ENTRIES SUPPLIED:

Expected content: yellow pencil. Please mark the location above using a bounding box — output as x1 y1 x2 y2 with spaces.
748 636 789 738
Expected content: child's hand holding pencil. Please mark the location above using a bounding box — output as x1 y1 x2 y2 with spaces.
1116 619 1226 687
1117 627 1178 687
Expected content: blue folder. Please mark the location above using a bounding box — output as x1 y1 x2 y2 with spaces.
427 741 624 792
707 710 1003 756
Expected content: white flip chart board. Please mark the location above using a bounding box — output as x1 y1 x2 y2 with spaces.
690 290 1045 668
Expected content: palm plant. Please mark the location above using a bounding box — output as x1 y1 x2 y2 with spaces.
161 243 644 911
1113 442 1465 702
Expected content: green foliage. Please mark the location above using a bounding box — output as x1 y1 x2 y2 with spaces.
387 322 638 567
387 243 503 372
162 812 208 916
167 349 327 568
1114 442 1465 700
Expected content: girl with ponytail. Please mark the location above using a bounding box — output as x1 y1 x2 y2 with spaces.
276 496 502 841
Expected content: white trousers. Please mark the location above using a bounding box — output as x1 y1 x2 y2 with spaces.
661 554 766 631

...

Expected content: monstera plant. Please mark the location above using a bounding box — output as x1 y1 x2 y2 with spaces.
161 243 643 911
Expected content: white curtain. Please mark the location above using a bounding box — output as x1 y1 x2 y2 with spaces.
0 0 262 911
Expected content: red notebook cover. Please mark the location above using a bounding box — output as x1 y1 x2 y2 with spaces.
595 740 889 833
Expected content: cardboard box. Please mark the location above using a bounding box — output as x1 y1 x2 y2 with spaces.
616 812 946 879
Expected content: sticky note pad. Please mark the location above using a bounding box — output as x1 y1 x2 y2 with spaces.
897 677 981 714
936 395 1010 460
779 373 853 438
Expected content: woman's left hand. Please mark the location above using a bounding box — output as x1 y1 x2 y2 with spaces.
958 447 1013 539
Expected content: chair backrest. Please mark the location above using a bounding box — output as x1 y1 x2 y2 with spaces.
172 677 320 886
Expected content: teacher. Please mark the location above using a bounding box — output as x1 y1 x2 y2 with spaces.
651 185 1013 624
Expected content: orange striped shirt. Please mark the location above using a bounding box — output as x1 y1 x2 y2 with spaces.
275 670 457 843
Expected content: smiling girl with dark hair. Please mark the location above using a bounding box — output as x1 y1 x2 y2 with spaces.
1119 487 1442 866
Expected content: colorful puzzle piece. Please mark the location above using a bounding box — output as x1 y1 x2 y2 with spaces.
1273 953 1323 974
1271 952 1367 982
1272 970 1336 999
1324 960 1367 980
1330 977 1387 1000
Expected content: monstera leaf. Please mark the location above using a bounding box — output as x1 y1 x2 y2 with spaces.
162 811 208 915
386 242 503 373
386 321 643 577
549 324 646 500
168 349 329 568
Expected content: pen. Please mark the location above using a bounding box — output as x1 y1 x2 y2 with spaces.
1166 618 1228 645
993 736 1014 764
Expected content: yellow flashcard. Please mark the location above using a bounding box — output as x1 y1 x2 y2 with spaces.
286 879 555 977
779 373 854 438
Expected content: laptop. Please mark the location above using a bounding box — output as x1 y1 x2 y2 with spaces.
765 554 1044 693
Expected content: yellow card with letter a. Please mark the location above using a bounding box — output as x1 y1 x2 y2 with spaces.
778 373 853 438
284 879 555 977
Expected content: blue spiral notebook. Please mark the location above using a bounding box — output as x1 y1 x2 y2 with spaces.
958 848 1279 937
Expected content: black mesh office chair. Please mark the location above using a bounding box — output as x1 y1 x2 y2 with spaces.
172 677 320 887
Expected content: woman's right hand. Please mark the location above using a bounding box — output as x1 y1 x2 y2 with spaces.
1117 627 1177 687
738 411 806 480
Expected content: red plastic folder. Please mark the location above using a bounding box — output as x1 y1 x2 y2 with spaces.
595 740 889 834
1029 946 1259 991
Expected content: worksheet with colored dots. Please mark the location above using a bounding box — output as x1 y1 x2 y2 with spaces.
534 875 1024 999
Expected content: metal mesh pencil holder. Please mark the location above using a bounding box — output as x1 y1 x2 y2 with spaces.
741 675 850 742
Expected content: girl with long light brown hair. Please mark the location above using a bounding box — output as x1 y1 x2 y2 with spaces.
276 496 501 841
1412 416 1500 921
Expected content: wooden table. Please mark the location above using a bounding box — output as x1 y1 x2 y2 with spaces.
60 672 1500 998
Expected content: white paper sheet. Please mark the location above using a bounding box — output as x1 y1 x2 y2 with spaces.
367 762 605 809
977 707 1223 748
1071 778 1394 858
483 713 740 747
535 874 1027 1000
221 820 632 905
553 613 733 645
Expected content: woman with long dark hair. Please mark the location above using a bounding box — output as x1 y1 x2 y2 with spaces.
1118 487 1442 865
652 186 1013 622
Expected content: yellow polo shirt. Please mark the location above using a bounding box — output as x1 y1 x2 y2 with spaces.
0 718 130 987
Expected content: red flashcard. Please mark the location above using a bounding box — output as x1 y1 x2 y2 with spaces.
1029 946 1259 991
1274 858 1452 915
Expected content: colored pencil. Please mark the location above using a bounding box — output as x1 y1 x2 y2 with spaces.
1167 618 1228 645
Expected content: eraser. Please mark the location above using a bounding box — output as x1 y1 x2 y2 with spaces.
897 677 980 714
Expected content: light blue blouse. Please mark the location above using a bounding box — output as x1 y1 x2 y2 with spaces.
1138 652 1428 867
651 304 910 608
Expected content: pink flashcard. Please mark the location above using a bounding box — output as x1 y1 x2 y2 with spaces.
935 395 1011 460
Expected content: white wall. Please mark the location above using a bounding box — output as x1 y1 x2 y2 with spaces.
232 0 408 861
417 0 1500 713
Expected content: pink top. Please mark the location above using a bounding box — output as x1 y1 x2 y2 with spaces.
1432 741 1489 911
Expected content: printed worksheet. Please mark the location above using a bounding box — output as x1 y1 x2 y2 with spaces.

* * *

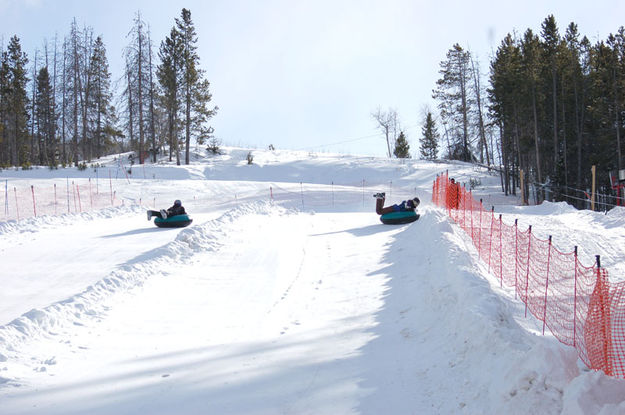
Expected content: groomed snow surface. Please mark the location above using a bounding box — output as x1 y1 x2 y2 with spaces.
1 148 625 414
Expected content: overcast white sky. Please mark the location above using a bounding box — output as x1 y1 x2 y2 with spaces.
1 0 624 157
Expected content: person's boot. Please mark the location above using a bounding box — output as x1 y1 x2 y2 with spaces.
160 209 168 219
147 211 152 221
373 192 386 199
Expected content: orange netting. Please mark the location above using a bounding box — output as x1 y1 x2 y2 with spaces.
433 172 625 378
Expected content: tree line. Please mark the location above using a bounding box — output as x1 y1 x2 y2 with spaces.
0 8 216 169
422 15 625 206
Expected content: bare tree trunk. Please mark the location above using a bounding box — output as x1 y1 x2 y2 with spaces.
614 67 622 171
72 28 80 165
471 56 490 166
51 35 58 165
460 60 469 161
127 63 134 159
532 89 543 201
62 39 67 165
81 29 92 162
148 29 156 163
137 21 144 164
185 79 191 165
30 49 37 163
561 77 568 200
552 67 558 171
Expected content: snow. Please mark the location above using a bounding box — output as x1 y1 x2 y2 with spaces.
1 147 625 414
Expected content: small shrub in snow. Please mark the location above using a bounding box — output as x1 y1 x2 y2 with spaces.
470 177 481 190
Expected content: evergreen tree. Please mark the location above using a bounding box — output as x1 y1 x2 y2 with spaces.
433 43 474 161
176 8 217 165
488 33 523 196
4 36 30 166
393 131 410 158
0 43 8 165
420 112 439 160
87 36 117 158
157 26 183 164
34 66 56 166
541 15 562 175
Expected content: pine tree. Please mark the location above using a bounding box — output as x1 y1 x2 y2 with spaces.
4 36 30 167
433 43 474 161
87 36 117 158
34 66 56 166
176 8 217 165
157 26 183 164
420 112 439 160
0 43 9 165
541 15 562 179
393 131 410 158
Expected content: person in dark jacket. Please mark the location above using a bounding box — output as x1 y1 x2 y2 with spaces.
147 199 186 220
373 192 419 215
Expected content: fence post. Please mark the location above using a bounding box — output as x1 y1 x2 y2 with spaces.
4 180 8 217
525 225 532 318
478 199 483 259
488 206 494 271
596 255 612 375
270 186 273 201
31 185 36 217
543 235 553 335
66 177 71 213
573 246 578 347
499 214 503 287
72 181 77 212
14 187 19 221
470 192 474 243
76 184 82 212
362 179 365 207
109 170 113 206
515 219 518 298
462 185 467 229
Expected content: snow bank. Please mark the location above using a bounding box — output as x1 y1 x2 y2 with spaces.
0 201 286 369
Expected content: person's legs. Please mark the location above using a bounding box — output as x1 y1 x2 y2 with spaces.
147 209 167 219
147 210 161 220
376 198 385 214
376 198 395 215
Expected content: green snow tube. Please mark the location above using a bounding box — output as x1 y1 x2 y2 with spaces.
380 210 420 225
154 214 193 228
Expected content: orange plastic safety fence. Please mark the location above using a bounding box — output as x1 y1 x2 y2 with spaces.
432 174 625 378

ASSIGNED TASK:
Going back to the entries above, set down exactly the lines that begin at the one with "Expected content: light" and end at the one with "Expected content: printed", both included, and nothing else.

YOUR RESPONSE:
Expected content: light blue blouse. Please mark the location above using a bounding box — output as x1 y1 x2 y2 with spaces.
1138 652 1428 867
651 304 910 608
Expected content: pink flashcard. Please mark the location above using a bounding box — output as x1 y1 x2 y2 with spaces.
935 395 1011 460
Expected content: white wall. Please mark the location above using a bounding box — output as x1 y1 x2 y2 with spaces.
232 0 408 861
417 0 1500 713
Expected content: pink top. Please mark the location above using a bounding box — output as x1 y1 x2 y2 with spaces.
1432 741 1489 911
Expected content: printed worksheet. Please mark the location above using a bounding box — output as x1 y1 x2 y2 with spaces.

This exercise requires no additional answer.